-- Direction --
The listing below should be copied in full, word for word.

-- Information given --

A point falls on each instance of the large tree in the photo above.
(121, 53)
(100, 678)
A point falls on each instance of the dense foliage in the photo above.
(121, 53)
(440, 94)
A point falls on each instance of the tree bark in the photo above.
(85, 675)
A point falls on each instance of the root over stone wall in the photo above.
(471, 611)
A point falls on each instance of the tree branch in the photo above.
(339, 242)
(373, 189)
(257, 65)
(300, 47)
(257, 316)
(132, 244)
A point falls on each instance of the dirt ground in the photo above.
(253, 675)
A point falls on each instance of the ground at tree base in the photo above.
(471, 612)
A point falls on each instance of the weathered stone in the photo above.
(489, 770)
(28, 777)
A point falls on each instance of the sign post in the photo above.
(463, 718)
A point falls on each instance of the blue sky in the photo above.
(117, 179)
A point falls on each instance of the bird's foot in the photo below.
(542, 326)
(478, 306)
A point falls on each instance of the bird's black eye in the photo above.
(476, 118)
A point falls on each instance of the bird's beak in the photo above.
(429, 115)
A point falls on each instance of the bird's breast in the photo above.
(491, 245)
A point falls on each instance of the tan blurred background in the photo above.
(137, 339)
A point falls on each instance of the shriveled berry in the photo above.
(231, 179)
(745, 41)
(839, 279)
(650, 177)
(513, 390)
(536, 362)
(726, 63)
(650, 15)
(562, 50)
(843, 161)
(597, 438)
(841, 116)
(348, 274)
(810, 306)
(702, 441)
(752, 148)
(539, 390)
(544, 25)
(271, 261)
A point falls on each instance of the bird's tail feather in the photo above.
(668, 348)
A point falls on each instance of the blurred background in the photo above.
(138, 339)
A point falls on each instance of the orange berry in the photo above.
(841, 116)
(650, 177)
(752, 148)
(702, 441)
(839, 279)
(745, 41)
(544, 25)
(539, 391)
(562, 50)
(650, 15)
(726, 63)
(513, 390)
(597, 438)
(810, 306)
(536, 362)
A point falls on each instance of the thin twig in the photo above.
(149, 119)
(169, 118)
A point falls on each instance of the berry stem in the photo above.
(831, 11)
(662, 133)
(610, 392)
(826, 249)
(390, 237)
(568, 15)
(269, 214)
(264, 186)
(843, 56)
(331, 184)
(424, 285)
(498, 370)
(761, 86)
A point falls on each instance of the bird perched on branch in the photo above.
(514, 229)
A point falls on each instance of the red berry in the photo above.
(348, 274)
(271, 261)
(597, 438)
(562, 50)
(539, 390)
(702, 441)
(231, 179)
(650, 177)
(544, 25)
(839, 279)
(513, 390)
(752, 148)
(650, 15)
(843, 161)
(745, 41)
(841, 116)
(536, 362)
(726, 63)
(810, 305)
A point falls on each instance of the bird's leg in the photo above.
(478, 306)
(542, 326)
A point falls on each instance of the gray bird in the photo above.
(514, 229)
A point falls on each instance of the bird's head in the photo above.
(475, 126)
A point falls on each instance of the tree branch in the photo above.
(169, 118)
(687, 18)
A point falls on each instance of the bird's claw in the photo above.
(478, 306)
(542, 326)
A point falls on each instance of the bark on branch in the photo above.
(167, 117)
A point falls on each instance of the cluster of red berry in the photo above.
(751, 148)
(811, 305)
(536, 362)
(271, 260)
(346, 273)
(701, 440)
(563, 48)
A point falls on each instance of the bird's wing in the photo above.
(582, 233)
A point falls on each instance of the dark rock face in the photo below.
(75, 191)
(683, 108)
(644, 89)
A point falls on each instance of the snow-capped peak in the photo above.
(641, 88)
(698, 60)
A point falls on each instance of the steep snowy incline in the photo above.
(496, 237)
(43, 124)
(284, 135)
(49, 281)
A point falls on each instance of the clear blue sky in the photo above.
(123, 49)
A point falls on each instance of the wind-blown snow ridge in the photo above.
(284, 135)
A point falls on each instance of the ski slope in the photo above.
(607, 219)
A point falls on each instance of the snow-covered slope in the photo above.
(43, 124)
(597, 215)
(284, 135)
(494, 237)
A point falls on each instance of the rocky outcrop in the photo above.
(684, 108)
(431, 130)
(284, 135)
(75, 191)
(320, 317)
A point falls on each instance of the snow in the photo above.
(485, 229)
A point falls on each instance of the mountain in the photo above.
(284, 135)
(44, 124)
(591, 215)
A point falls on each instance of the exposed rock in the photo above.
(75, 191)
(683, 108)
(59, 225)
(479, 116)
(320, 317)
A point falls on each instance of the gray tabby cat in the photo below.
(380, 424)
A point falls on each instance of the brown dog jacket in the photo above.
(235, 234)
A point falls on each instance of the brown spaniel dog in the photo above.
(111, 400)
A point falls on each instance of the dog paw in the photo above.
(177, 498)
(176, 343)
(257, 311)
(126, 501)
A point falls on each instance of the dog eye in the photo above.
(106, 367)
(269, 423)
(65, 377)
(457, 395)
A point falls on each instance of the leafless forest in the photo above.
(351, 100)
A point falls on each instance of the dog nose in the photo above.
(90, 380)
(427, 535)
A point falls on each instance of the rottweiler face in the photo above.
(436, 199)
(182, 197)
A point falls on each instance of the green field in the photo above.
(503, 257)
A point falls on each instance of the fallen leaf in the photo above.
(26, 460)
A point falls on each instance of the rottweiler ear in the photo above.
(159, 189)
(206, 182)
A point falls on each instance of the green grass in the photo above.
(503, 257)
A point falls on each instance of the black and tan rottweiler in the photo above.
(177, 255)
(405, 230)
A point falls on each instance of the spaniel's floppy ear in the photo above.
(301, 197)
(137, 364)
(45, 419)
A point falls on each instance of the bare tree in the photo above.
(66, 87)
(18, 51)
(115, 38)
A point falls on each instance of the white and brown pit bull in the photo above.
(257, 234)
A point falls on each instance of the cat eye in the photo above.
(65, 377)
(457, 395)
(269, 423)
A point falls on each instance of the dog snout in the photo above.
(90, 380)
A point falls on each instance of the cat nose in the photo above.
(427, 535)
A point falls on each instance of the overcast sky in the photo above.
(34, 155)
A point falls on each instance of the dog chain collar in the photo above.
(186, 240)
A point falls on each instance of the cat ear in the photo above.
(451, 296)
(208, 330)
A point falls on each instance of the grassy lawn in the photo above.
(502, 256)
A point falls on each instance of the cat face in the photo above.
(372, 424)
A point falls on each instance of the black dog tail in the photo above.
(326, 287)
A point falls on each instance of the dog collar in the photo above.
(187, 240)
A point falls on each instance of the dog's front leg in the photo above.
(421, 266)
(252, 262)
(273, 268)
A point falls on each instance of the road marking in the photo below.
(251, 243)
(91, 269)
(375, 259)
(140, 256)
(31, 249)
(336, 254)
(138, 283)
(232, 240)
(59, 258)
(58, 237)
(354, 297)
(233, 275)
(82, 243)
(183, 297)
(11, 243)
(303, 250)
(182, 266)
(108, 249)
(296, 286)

-- Exercise response --
A point falls on each instance of the large tree in the photo above.
(121, 53)
(100, 678)
A point falls on each instance of the dense foliage in the photo above.
(121, 53)
(440, 94)
A point falls on each instance of the tree bark in the photo above.
(85, 675)
A point falls on each instance of the root over stone wall in the photo above.
(471, 611)
A point falls on each instance of the tree branch in the photo above.
(339, 242)
(373, 189)
(257, 65)
(300, 47)
(257, 316)
(132, 244)
A point falls on each instance of the dirt ground in the photo above.
(253, 675)
A point falls on each instance of the ground at tree base in the photo above.
(471, 612)
A point falls on each instance of the weathered stone in the photo above.
(489, 770)
(28, 777)
A point falls on each instance of the sign post in the photo above.
(463, 718)
A point falls on each instance of the blue sky in the photo above.
(117, 179)
A point falls on each instance of the bird's foot in the photo below.
(542, 326)
(478, 306)
A point falls on each instance of the bird's black eye in the photo above.
(476, 118)
A point falls on each instance of the bird's beak in the photo above.
(429, 115)
A point falls on each instance of the bird's breast in the photo above.
(491, 245)
A point falls on each instance of the tan blurred background in the photo above.
(137, 339)
A point falls on each instance of the shriveled berry in the photo above.
(231, 179)
(745, 41)
(839, 279)
(650, 177)
(513, 390)
(536, 362)
(726, 63)
(650, 15)
(562, 50)
(843, 161)
(597, 438)
(841, 116)
(348, 274)
(810, 306)
(702, 441)
(752, 148)
(539, 390)
(544, 25)
(271, 261)
A point falls on each instance of the bird's tail feather in the photo above.
(668, 348)
A point falls on each instance of the blurred background in the photo above.
(138, 339)
A point falls on each instance of the orange berry in the photo above.
(841, 116)
(650, 177)
(752, 148)
(702, 441)
(839, 279)
(745, 41)
(544, 25)
(539, 391)
(562, 50)
(650, 15)
(726, 63)
(513, 390)
(597, 438)
(810, 306)
(536, 362)
A point falls on each instance of the thin twig in the photo above.
(149, 119)
(169, 118)
A point falls on each instance of the berry stem in the photo above.
(831, 11)
(662, 133)
(610, 392)
(826, 249)
(390, 237)
(568, 15)
(269, 214)
(264, 186)
(843, 56)
(331, 184)
(424, 285)
(498, 370)
(761, 86)
A point falls on each instance of the bird perched on branch in the photo above.
(514, 229)
A point falls on each instance of the red berry in the photo above.
(348, 274)
(271, 261)
(597, 438)
(562, 50)
(539, 390)
(702, 441)
(231, 179)
(650, 177)
(544, 25)
(839, 279)
(513, 390)
(752, 148)
(650, 15)
(843, 161)
(745, 41)
(841, 116)
(536, 362)
(726, 63)
(810, 305)
A point falls on each instance of the bird's leg in the photo above.
(478, 306)
(542, 326)
A point falls on each instance of the gray bird in the photo above.
(514, 229)
A point falls on each instance of the bird's head in the photo above.
(475, 126)
A point falls on each instance of the tree branch in the photo above.
(169, 118)
(687, 18)
A point falls on each instance of the bird's claw in the photo above.
(478, 306)
(542, 326)
A point falls on each instance of the bark on branch in the photo above.
(167, 117)
A point falls on each instance of the cluster of red berry in the photo above.
(751, 148)
(811, 305)
(536, 362)
(271, 260)
(346, 273)
(701, 440)
(563, 48)
A point falls on each instance of the bird's wing in the photo above.
(582, 233)
A point falls on each instance of the dark rock face in the photo below.
(75, 191)
(683, 108)
(644, 89)
A point falls on each instance of the snow-capped peak in the photo above.
(641, 88)
(698, 60)
A point falls on each instance of the steep snowy incline in the photo above.
(496, 237)
(43, 124)
(284, 135)
(49, 281)
A point falls on each instance of the clear blue sky in the photo above.
(123, 49)
A point falls on each instance of the wind-blown snow ridge in the photo above.
(284, 135)
A point falls on each instance of the ski slope in the photo above.
(607, 219)
A point falls on each instance of the snow-covered slope in the photo above.
(43, 124)
(597, 215)
(284, 135)
(494, 237)
A point falls on each instance of the rocky outcrop in the photo above.
(684, 108)
(431, 130)
(284, 135)
(75, 191)
(320, 317)
A point falls on each instance of the snow in the photo above.
(485, 229)
A point falls on each instance of the mountain in the photo above.
(284, 135)
(44, 124)
(591, 215)
A point falls on each instance of the exposed rock in the photo above.
(75, 191)
(683, 108)
(59, 225)
(479, 116)
(320, 317)
A point falls on each instance of the gray tabby cat in the photo below.
(380, 424)
A point falls on each instance of the brown dog jacket in the photo above.
(235, 234)
A point falls on each instance of the brown spaniel dog in the photo above.
(111, 400)
A point falls on each instance of the dog paw in the photo above.
(177, 498)
(176, 343)
(257, 311)
(126, 501)
A point falls on each instance of the dog eye in the photo above.
(106, 367)
(269, 423)
(65, 377)
(457, 395)
A point falls on each instance of the leafless forest in the photo above.
(351, 100)
A point falls on each instance of the dog nose in the photo above.
(90, 380)
(427, 535)
A point falls on each instance of the rottweiler face in the photo above.
(436, 199)
(182, 197)
A point falls on each instance of the green field in the photo above.
(503, 257)
A point falls on each instance of the fallen leaf in the photo above.
(26, 460)
A point falls on each instance of the rottweiler ear in the photo above.
(159, 189)
(206, 182)
A point falls on each instance of the green grass in the photo above.
(503, 257)
A point falls on each instance of the black and tan rottweiler in the photo above.
(177, 255)
(405, 230)
A point falls on each instance of the spaniel's floppy ear in the photo above.
(301, 197)
(137, 364)
(45, 419)
A point falls on each instance of the bare tree in the photo above.
(66, 87)
(18, 51)
(115, 38)
A point falls on each instance of the white and brown pit bull in the photo above.
(257, 234)
A point falls on each instance of the cat eye in the photo above.
(65, 377)
(457, 395)
(269, 423)
A point falls on each instance of the dog snout in the photo above.
(90, 380)
A point falls on each instance of the cat nose in the photo above.
(427, 535)
A point falls on each instance of the overcast sky in the photo above.
(34, 155)
A point falls on each instance of the dog chain collar in the photo above.
(186, 240)
A point falls on each instance of the cat ear in the photo above.
(451, 296)
(208, 330)
A point falls on each instance of the grassy lawn in the photo above.
(502, 256)
A point falls on each instance of the cat face in the photo above.
(372, 424)
A point falls on each instance of the black dog tail in the photo above.
(326, 287)
A point falls on each instance of the dog collar in the photo above.
(187, 240)
A point falls on each instance of the dog's front leg in the photo above.
(421, 266)
(252, 262)
(273, 268)
A point falls on each instance of the road marking in the photo below.
(251, 243)
(91, 269)
(375, 259)
(140, 256)
(31, 249)
(336, 254)
(138, 283)
(232, 240)
(59, 258)
(58, 237)
(354, 297)
(233, 275)
(82, 243)
(183, 297)
(11, 243)
(303, 250)
(182, 266)
(108, 249)
(296, 286)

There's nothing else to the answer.